Provided passage:
[start]

# Drilling holes



## django (Jul 18, 2011)

Hi everyone. I recently destroyed a solid mahogany guitar body by drilling the neck holes wonky then snapping the drill inside of it. So I asked around and got advised to buy a router, as it was a great tool for drilling holes straight. Now I have one but it wont accept any small drill bits. I get the feeling I will not be-able to drill screw holes perfectly straight with this. Is there a way ? thanks


----------



## istracpsboss (Sep 14, 2008)

I don't know who advised you to buy a router. Whilst some drill bits are available with an 8mm shank to match the collet size, they are for specific jobs.
You'd be better getting hold of a drill press and making a table for it. Drill presses are usually engineering orientated, with little circular tables. Make yourself a long one. It need be no more than a piece of 19mm plywood around 600mm x 300mm bolted to the existing table, although with a bit more effort you can produce a more deluxe version from the many designs on the web. The purpose is to support your workpiece better.

That should serve you better.

Cheers

Peter


----------



## bobj3 (Jan 17, 2006)

[end]

Dataset rows:
[start]

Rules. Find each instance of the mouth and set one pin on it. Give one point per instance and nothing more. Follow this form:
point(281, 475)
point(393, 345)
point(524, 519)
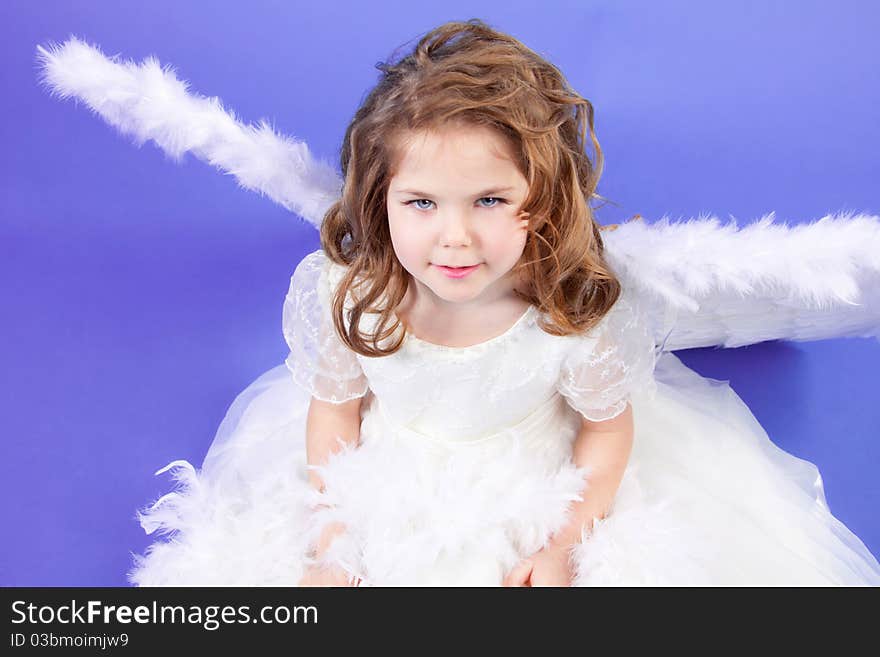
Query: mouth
point(457, 272)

[end]

Parts of the exercise:
A - In the drilling holes thread, reproduce the text starting at "## istracpsboss (Sep" and ending at "serve you better.", replacing "plywood" with "MDF".
B - In the drilling holes thread, how thick is the plywood that the reply suggests for the drill press table?
C - Continue the drilling holes thread from the point where it stops.

Per-task outputs:
A -
## istracpsboss (Sep 14, 2008)

I don't know who advised you to buy a router. Whilst some drill bits are available with an 8mm shank to match the collet size, they are for specific jobs.
You'd be better getting hold of a drill press and making a table for it. Drill presses are usually engineering orientated, with little circular tables. Make yourself a long one. It need be no more than a piece of 19mm MDF around 600mm x 300mm bolted to the existing table, although with a bit more effort you can produce a more deluxe version from the many designs on the web. The purpose is to support your workpiece better.

That should serve you better.

B - 19mm

C -
Hi

I use the router for drilling holes all the time,you just need a drill chuck that you can use in your router..you must have a VS control device on your router,see below

Router Forums - View Single Post - keyless chuck


========


django said:


> Hi everyone. I recently destroyed a solid mahogany guitar body by drilling the neck holes wonky then snapping the drill inside of it. So I asked around and got advised to buy a router, as it was a great tool for drilling holes straight. Now I have one but it wont accept any small drill bits. I get the feeling I will not be-able to drill screw holes perfectly straight with this. Is there a way ? thanks


----------



## papawd (Jan 5, 2011)

Welcome


----------



## BigJimAK (Mar 13, 2009)

Django,

Variable speed routers, on low speed, typically only go down to about 8,000 rpms, several times faster than a drill. Conventional chucks are not designed, nor should they be used, at router speeds, as they may be unsafe.

I (and I speak for Rick, owner of RouterForums.com) recommend that you do NOT mount a conventional drill chuck in your router and fire it up, even with a VS control device as it will still spin way beyond the rating of the collet.

Unless you can find a collet rated for the speed of your router (possible, but unlikely for a reasonable price), I strongly recommend against it.

I do not question that others here may have done so and came through unscathed but people run red lights and come through unscathed as well.

BJ, surely you remember Rick coming on here, telling you it was unsafe and warning you about making exactly this recommendation to people last year?

Jim


----------



## Mark (Aug 4, 2004)

BigJimAK said:


> Django,
> 
> Variable speed routers, on low speed, typically only go down to about 8,000 rpms, several times faster than a drill. Conventional chucks are not designed, nor should they be used, at router speeds, as they may be unsafe.
> 
> ...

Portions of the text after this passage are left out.